## [Excerpted passage]
Day 6: The Beginning of the End
How a ridiculous conversation developed into this year's funniest blockbuster.
Inspired by This Is the End – where five of Hollywood’s A-List comedy faces, Danny McBride, Seth Rogen, James Franco, Jonah Hill and Craig Robinson, wake up to find themselves high and dry with a front seat to the end of the world – VICE is spending a whole week exploring the hilarious side of the Apocalypse. If this is the end, it doesn’t have to be all doom and gloom.
Weed makes conversations better. Or at least it convinces stoned people that the conversations they're having are better, which is why a lot of us sit around for hours talking about weird shit, like whether we’d rather have sex with the entire population of London or get pissed on by the entire population of Japan. Or what it would be like if Obama was your dad.
For Seth Rogen and Evan Goldberg, the idea for This is the End (at cinemas now) came from a conversation about weird shit, too. Apparently, Rogen wondered aloud what would happen if he and Busta Rhymes were directing a music video and “ant-men from the centre of the Earth attacked”. I can’t imagine how they could possibly have arrived at that particular topic, but it’s safe to say they must have been in a pretty creative mood.
That conversation would later prove to be the beginning for Goldberg and Rogen. Before it became a full-length film with face-melting CGI and an A-list of Hollywood’s funniest actors, the conversation first developed into a short: Jay Baruchel and Rogen Vs the Apocalypse. I guess from then on, it's not that hard to bump things up to: “What if me, Jonah Hill, James Franco, Jay Baruchel, Danny McBride and Craig Robinson were trapped in a mansion while the world ended around us?”
This got me thinking. I have hilarious conversations with my friends all the time when we’re high. Why don’t they ever turn into high budget blockbusters? Is it just that I've been unlucky in life? Or is it because Rogen and Goldberg are two of the best comedy directors working today while I come up with premises like "Edward Blunt-hands"?
I think it must all be down to one thing: group dynamic. It’s pretty obvious when you watch the film that a lot of it (like the entire Milky Way fight scene) is improvised. The Rogen generation of American comedians make funny look easy because their stories revolve around a group of guys, who are probably hilarious around each other off-screen too. These guys let the script guide them from beat to beat, but otherwise just follow their natural comedic timings.

## [Material provided]
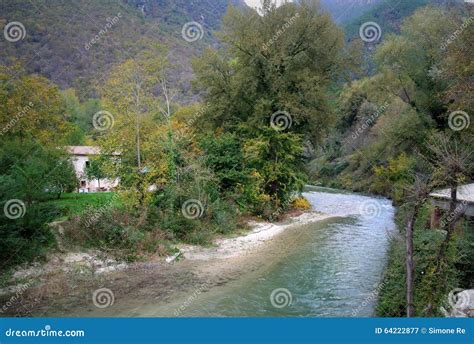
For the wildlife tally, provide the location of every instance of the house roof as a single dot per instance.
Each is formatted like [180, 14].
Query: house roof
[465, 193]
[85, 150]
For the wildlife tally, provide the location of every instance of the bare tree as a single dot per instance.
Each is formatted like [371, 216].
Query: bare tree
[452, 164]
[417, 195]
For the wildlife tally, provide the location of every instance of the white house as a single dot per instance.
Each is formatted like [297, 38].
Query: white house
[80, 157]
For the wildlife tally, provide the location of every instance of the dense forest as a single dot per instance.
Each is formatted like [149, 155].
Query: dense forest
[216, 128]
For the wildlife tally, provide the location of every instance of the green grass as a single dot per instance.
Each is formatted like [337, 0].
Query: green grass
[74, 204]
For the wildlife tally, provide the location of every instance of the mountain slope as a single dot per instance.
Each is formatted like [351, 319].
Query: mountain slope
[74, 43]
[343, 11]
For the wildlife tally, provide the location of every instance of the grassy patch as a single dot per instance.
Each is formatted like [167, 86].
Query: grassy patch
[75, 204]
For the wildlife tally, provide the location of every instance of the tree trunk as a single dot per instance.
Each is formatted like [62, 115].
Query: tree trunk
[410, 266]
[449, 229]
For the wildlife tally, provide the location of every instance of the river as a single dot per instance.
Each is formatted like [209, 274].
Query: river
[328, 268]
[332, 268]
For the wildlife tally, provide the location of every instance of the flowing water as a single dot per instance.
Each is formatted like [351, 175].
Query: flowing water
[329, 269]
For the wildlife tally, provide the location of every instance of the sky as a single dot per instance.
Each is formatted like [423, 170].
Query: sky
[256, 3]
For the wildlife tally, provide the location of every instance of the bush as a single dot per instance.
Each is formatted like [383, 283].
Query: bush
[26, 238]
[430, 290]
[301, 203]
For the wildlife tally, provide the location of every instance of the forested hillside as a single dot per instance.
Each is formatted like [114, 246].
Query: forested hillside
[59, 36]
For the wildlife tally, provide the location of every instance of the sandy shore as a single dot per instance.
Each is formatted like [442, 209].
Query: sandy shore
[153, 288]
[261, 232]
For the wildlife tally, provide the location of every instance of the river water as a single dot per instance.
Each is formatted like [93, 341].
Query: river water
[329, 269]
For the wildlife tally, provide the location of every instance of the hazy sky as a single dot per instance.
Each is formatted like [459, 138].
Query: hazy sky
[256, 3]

...

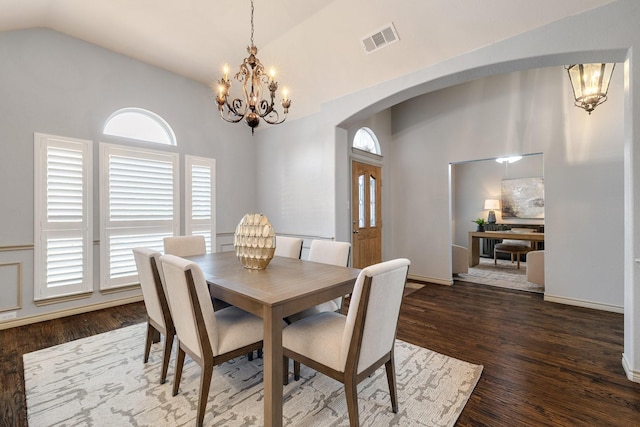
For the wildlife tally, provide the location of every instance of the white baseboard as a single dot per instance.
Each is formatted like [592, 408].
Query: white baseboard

## [Given problem A]
In the article about the making of This Is the End, what short film did Rogen and Goldberg's original conversation first develop into?
## [Given problem B]
Write the next few paragraphs of the article about the making of This Is the End, picking up after its last sentence.

## [Exercise result A]
It first developed into the short Jay Baruchel and Rogen Vs the Apocalypse.

## [Exercise result B]
The B-roll is full of conversations between Rogen and Goldberg that prove they aren’t sticklers for the script. “I feel like there’s nothing in the drink-spilling,” Goldberg said at one point, on set. “Yeah just cut it,” Rogen responded, without the kind of espresso-induced hissy fit you’d expect from a Hollywood director. In This Is the End, you can sense that transition from highly tangential post-bong conversation (“Dude, what if Jonah Hill got raped by an incubus and we had to perform an emergency exorcism on him?”) to professionally executed scene. (A demon-voiced Hill laughs at a crucifix-wielding Baruchel: “Oh does it? Does it compel me? Is the power of Christ compelling me – is that what’s happening? Guess what? It’s not that compelling.”)
On-screen and off-screen, Rogen is the same person. He makes you feel at ease with the characteristic “hurhurhurhur” laugh that we get to hear so often in the film, and in general just exudes an aura of chillness. He’s how I imagine the Dalai Llama would be, if the Dalai Llama grew up in Boulder.
The rest of the guys aren’t afraid to laugh at themselves either; like when McBride says, “James Franco didn’t suck any dick last night? Now I know y’all are tripping.” Rumours about Franco’s sexuality come from all those gay sex scenes he’s been in – or maybe it’s just wishful thinking because (I don’t know if anyone noticed this) but holy shit, he’s sexy. The internet is filled with tiresome debates about whether he fellated a real (or prop) penis in The Broken Tower, and I have to admit: I was a little disappointed when it turned out it was just a rubber dildo. Does that make me gay? No, it’s James Franco. Is it weird that I keep a picture of him next to my bed? You and my girlfriend should both just shut up about it already.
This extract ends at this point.